### Description of the task:
Select every line in the rows below that contains the word "bird" and copy each one out.

### Records:
■ ■ ■ ■

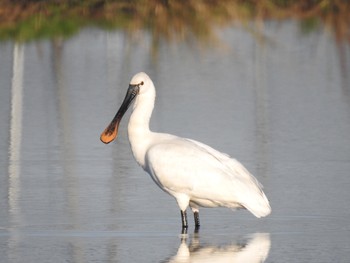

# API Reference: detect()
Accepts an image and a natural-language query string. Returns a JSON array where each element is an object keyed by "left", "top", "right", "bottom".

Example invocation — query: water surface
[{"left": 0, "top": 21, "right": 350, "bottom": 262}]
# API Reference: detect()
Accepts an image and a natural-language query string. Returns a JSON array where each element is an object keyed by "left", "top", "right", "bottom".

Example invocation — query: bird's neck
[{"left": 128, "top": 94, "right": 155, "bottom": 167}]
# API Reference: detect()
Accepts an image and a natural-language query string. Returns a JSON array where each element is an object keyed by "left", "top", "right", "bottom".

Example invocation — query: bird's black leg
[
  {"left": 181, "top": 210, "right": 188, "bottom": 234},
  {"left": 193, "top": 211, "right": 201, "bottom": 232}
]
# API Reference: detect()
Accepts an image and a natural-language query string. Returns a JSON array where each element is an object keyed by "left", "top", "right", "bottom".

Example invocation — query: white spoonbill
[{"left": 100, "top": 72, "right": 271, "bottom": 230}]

■ ■ ■ ■

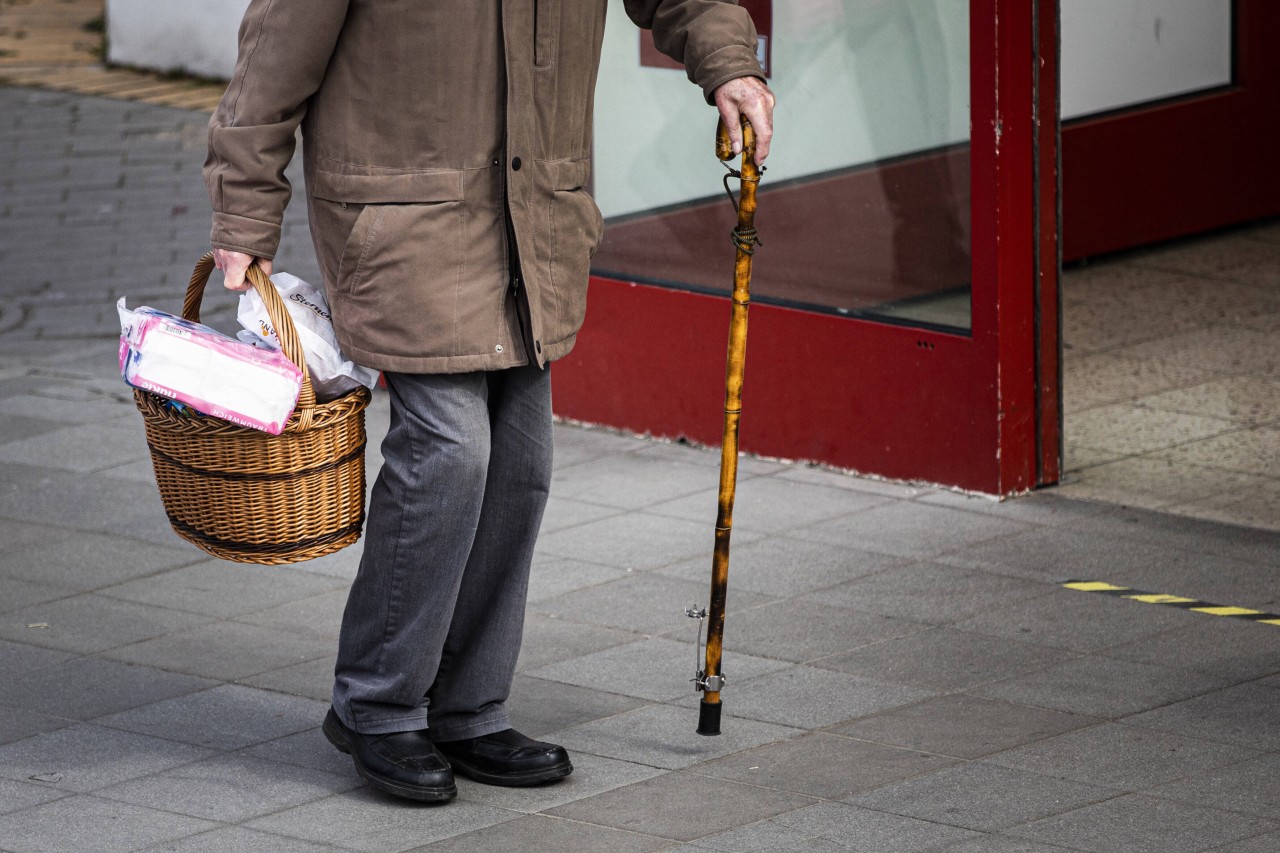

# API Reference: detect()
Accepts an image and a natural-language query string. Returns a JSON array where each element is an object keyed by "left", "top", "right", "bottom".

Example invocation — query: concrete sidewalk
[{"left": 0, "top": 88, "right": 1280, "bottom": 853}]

■ ■ ■ ■

### Written response:
Example invocation — query: bird's neck
Example invocation — query: bird's black leg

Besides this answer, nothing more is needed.